■ BRIEF ■
Edit the rows below, replacing "formatted sample" with "worked example" and keeping every other part the same.

[start SUPPLIED RECORDS]

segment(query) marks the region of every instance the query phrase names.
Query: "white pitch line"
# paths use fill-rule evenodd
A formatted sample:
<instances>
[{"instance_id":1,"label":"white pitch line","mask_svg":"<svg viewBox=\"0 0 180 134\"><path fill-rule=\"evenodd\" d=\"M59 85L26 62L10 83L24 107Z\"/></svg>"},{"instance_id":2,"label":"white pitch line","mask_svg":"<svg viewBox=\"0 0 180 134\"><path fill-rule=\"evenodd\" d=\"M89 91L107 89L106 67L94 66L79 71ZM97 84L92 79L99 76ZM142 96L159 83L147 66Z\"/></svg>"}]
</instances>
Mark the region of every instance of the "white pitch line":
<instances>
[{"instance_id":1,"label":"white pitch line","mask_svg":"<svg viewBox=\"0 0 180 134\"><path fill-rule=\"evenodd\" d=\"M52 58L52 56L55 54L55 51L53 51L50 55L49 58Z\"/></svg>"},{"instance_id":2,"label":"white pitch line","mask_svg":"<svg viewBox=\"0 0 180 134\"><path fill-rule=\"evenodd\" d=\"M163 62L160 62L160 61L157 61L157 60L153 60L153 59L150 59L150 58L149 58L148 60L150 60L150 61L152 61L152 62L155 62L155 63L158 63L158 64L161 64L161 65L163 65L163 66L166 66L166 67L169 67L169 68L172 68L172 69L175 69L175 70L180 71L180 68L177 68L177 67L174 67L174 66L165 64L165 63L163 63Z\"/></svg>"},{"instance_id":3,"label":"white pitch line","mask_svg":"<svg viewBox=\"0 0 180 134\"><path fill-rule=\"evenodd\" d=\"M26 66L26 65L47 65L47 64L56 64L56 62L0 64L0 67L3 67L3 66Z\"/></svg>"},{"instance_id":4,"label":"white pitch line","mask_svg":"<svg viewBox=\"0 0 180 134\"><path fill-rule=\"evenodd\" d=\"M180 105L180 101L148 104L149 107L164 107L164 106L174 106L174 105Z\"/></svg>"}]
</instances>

[end SUPPLIED RECORDS]

■ WRITTEN ANSWER ■
segment(query) marks the region of every instance the query phrase names.
Query: "white pitch line"
# paths use fill-rule evenodd
A worked example:
<instances>
[{"instance_id":1,"label":"white pitch line","mask_svg":"<svg viewBox=\"0 0 180 134\"><path fill-rule=\"evenodd\" d=\"M59 85L26 62L10 83L24 107Z\"/></svg>"},{"instance_id":2,"label":"white pitch line","mask_svg":"<svg viewBox=\"0 0 180 134\"><path fill-rule=\"evenodd\" d=\"M89 91L107 89L106 67L94 66L79 71ZM97 84L92 79L99 76ZM142 96L159 83L147 66Z\"/></svg>"}]
</instances>
Mark the region of every instance of the "white pitch line":
<instances>
[{"instance_id":1,"label":"white pitch line","mask_svg":"<svg viewBox=\"0 0 180 134\"><path fill-rule=\"evenodd\" d=\"M52 58L52 56L55 54L55 51L53 51L50 55L49 58Z\"/></svg>"},{"instance_id":2,"label":"white pitch line","mask_svg":"<svg viewBox=\"0 0 180 134\"><path fill-rule=\"evenodd\" d=\"M163 62L160 62L160 61L157 61L157 60L153 60L153 59L150 59L150 58L149 58L148 60L150 60L150 61L152 61L152 62L155 62L155 63L158 63L158 64L161 64L161 65L163 65L163 66L166 66L166 67L169 67L169 68L172 68L172 69L175 69L175 70L180 71L180 68L177 68L177 67L174 67L174 66L165 64L165 63L163 63Z\"/></svg>"},{"instance_id":3,"label":"white pitch line","mask_svg":"<svg viewBox=\"0 0 180 134\"><path fill-rule=\"evenodd\" d=\"M26 66L26 65L47 65L47 64L56 64L56 62L0 64L0 67L3 67L3 66Z\"/></svg>"},{"instance_id":4,"label":"white pitch line","mask_svg":"<svg viewBox=\"0 0 180 134\"><path fill-rule=\"evenodd\" d=\"M180 105L180 101L148 104L149 107L164 107L164 106L174 106L174 105Z\"/></svg>"}]
</instances>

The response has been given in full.